### Source data:
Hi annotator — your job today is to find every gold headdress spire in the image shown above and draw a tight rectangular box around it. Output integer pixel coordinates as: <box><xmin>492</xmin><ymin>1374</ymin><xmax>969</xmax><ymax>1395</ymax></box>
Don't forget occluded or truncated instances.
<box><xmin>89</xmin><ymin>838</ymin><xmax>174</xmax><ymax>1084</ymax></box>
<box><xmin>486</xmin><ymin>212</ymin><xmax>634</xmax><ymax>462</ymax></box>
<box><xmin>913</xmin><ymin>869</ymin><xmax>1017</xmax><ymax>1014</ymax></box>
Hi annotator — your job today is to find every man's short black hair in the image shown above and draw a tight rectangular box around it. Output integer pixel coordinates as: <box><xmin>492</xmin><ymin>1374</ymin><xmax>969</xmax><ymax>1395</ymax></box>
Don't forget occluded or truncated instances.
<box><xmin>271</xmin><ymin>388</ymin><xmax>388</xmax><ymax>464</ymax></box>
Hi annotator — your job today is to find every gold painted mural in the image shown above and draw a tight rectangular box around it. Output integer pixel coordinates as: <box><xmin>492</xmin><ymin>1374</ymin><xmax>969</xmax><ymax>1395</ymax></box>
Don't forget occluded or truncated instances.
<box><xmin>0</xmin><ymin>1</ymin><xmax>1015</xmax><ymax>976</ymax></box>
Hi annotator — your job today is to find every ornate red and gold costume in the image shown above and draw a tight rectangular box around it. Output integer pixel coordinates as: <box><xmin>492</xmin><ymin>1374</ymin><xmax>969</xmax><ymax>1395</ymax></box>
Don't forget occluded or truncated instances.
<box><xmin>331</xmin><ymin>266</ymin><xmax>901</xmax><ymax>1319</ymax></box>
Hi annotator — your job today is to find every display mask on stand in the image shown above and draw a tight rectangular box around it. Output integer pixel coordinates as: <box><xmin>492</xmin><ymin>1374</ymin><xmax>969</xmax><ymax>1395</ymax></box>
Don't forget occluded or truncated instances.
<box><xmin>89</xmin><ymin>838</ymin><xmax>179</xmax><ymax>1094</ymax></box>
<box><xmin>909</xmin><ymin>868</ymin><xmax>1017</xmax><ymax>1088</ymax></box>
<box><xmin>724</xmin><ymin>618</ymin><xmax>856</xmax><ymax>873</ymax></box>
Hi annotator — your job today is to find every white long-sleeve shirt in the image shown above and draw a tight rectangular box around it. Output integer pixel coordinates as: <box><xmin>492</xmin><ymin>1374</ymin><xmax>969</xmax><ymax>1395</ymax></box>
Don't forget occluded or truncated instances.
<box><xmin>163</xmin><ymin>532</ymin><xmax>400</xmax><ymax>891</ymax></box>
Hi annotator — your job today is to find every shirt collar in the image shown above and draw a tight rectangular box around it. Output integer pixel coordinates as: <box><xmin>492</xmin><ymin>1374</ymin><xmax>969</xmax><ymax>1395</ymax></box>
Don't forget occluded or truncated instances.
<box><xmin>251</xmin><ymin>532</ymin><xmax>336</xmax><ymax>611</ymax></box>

### Instructions to follow:
Every line above from the line with "Hi annotator — your job today is to find every man's" to the line with "Hi annotator — your job today is to find every display", inclusive, must be returned exactly; no other line belongs in the reply.

### Solved problem:
Hi annotator — your job today is to find every man's short black hair in the image shown above and draw a tight rectangular box around it. Output integer pixel coordinates as: <box><xmin>492</xmin><ymin>1374</ymin><xmax>969</xmax><ymax>1395</ymax></box>
Don't forget occluded or truncated instances.
<box><xmin>271</xmin><ymin>388</ymin><xmax>388</xmax><ymax>464</ymax></box>
Hi annotator — your job today is to find every gold painted mural in the image shown above and draw a tight rectangular box around it. Output integer pixel coordinates as: <box><xmin>492</xmin><ymin>1374</ymin><xmax>969</xmax><ymax>1395</ymax></box>
Don't forget occluded or truncated instances.
<box><xmin>0</xmin><ymin>1</ymin><xmax>1015</xmax><ymax>976</ymax></box>
Hi annotator — your job today is to find every ornate red and gold costume in the image shown above and draw a tight rectangular box around it. Output integer pixel coordinates as: <box><xmin>492</xmin><ymin>1374</ymin><xmax>969</xmax><ymax>1395</ymax></box>
Don't forget occluded or truncated instances.
<box><xmin>331</xmin><ymin>266</ymin><xmax>901</xmax><ymax>1319</ymax></box>
Hi annotator — your job today is to find every display mask on stand in the image shown above and draw a tight rectangular box around it. Output integer pixel coordinates as: <box><xmin>492</xmin><ymin>1374</ymin><xmax>969</xmax><ymax>1395</ymax></box>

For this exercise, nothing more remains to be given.